**The request**:
Write out the data below word for word, beginning with its first line and continuing through the line that contains "left=529, top=120, right=542, bottom=137", with both of those lines included.
========
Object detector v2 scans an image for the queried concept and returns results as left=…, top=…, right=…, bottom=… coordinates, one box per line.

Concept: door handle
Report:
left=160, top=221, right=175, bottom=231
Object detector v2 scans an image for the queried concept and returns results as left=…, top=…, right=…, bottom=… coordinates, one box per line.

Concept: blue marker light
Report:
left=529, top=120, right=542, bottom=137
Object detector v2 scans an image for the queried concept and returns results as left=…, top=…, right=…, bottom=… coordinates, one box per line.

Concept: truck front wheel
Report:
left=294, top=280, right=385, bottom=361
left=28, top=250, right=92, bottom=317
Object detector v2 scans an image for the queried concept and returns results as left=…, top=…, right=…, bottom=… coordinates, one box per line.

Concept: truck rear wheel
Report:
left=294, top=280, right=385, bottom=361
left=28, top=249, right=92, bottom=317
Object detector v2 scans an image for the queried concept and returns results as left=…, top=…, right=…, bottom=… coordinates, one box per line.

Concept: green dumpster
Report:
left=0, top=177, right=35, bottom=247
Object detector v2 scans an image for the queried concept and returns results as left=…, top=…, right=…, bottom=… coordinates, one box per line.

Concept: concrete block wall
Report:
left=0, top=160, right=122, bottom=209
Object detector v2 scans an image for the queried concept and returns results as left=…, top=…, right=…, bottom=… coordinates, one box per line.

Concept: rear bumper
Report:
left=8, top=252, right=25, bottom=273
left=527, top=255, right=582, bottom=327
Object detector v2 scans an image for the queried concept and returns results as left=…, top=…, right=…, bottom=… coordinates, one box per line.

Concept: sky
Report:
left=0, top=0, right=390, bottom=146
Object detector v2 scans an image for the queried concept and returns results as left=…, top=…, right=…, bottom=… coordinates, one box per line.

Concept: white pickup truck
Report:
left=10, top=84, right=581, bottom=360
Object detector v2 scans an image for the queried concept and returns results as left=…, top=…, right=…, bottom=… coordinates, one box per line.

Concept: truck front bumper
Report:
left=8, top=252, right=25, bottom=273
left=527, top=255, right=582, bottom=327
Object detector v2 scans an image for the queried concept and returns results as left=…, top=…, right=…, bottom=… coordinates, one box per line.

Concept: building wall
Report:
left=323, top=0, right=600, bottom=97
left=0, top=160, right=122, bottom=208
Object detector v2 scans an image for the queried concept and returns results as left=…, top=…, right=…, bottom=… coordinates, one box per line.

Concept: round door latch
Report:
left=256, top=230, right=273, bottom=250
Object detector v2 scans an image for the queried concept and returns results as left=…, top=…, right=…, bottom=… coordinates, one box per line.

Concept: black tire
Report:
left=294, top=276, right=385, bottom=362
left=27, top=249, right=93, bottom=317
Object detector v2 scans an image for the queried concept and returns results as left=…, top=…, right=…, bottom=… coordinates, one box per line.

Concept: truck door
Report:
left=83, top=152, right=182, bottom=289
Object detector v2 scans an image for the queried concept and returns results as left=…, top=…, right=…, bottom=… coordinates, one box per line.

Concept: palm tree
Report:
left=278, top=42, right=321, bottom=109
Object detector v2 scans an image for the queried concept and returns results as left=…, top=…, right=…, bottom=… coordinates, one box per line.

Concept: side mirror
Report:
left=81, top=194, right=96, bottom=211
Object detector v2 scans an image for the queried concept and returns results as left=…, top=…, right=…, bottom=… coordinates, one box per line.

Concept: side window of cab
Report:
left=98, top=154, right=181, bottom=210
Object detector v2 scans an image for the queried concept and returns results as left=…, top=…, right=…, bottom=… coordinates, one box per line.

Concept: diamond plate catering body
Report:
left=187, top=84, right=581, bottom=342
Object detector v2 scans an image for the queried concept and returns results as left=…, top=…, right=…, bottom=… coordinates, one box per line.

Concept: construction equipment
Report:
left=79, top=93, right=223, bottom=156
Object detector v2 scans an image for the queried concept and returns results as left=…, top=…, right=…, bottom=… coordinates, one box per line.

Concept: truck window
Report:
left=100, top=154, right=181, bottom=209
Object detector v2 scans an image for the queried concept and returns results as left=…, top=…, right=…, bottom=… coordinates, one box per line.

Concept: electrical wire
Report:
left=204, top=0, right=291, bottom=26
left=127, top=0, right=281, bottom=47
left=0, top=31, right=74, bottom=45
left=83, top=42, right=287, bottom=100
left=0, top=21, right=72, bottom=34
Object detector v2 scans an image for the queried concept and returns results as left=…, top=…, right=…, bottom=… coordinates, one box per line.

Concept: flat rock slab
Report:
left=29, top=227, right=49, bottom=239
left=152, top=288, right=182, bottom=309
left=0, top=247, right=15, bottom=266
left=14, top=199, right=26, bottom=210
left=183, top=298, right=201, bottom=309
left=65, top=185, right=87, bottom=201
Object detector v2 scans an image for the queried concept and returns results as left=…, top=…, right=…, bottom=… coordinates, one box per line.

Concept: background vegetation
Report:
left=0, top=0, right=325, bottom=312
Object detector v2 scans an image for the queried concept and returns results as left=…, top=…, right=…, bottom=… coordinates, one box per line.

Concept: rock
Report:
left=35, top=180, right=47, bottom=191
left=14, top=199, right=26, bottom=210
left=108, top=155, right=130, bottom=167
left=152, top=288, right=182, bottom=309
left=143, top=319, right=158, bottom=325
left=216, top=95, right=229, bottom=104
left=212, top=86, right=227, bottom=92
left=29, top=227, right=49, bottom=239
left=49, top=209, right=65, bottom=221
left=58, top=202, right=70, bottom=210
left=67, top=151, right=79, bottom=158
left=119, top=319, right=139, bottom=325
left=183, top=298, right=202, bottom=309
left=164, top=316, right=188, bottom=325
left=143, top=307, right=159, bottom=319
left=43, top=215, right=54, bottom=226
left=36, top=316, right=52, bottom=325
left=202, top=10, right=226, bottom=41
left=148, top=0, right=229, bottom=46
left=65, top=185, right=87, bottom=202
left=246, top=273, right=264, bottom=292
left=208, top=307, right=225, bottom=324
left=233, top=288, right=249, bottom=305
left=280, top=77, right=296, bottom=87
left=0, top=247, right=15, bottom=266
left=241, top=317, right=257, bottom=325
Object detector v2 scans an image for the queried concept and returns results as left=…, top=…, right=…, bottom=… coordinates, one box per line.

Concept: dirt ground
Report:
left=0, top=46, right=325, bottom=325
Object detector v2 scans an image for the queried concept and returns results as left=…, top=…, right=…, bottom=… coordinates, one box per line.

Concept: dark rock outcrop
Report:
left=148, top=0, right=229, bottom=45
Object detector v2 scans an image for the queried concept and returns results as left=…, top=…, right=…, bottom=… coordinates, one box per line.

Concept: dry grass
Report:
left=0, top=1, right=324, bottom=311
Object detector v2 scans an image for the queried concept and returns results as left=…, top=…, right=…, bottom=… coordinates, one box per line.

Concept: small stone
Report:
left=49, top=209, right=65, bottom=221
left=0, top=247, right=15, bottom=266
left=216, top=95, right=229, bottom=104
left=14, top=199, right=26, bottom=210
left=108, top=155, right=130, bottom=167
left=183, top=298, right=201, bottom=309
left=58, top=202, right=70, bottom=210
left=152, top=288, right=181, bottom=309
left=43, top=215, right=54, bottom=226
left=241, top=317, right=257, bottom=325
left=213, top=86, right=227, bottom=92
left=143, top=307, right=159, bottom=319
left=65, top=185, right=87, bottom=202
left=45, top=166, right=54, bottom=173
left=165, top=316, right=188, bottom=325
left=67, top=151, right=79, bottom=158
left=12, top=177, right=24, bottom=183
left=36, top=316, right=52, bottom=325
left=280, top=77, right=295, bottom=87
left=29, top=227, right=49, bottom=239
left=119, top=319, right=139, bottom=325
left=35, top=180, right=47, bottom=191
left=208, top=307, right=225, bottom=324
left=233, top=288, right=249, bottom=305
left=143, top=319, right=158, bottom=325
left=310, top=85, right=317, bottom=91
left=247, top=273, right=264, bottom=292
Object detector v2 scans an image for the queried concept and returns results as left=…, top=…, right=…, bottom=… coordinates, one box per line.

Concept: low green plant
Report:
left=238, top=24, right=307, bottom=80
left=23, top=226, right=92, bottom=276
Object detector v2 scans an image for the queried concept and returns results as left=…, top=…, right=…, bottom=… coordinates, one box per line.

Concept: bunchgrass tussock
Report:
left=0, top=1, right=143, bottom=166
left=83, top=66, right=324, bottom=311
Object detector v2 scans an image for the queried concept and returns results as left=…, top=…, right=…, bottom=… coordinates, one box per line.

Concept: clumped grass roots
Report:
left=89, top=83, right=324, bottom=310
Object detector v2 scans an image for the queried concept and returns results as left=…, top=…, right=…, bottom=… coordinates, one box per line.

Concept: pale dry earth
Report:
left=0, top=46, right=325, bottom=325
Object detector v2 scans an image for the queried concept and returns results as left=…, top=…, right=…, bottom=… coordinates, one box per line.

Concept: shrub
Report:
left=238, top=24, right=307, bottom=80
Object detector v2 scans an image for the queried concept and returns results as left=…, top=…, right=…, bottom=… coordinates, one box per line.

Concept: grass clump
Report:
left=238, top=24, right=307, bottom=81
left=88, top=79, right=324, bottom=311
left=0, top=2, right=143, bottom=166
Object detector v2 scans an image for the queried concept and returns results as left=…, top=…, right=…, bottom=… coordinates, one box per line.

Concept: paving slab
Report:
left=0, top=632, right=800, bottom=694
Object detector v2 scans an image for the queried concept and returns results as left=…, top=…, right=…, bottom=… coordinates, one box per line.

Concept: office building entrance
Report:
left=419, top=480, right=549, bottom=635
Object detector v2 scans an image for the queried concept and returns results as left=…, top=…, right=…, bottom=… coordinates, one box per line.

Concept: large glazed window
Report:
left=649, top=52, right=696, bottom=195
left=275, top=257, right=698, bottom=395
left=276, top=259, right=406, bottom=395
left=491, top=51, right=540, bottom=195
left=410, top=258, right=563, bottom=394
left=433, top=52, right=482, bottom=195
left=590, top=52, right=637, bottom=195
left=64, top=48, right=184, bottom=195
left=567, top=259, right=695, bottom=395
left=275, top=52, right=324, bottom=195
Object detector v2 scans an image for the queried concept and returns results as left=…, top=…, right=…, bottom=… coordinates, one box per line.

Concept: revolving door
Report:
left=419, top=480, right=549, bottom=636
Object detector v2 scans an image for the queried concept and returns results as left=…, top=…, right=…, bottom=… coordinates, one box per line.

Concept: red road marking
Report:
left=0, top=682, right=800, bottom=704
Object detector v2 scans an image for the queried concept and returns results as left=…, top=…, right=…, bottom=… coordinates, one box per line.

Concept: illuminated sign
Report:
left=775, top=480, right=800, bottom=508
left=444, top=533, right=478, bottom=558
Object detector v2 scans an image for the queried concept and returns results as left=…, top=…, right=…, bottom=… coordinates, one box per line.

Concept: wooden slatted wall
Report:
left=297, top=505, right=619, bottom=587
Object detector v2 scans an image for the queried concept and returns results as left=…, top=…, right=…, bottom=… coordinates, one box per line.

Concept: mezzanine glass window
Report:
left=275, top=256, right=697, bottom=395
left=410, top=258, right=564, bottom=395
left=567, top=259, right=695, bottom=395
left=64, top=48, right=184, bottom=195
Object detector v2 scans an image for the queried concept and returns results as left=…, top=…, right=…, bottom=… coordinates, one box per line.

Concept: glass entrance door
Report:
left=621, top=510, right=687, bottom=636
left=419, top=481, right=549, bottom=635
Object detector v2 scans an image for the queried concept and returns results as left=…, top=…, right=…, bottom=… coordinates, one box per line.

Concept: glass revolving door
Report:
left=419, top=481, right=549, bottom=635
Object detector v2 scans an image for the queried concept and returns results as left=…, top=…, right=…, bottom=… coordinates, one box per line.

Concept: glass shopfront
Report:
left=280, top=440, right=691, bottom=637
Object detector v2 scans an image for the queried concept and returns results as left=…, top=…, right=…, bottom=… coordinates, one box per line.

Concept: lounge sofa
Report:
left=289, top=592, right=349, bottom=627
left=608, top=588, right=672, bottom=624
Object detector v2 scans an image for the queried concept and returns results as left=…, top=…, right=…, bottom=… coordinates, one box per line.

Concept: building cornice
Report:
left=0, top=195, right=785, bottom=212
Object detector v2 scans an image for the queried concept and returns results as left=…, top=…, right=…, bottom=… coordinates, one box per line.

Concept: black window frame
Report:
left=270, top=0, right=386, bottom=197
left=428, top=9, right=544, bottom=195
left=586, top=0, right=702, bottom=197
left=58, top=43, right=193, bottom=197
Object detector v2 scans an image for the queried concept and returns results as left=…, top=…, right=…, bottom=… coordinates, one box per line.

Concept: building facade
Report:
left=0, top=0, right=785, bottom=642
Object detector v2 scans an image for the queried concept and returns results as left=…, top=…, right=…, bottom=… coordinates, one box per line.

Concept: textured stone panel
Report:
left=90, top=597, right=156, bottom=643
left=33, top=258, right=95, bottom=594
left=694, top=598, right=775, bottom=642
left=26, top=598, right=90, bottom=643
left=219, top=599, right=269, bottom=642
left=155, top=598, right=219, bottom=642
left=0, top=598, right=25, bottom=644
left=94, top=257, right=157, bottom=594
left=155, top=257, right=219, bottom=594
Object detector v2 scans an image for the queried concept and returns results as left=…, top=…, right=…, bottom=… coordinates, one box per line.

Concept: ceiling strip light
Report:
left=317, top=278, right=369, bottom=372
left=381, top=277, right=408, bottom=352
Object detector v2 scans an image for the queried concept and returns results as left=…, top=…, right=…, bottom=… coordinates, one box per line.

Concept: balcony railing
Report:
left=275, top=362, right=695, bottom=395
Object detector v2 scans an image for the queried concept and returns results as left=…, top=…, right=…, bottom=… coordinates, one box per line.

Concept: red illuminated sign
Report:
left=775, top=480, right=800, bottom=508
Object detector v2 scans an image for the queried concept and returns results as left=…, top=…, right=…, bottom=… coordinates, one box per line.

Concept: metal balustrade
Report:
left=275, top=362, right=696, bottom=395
========
**Task solution**:
Object detector v2 scans an image for the queried concept and returns results as left=…, top=…, right=…, bottom=… coordinates, one box per line.

Concept: door handle
Report:
left=160, top=221, right=175, bottom=231
Object detector v2 scans an image for the queried concept and returns results as left=…, top=…, right=…, bottom=… coordinates, one box per line.

Concept: blue marker light
Report:
left=529, top=120, right=542, bottom=137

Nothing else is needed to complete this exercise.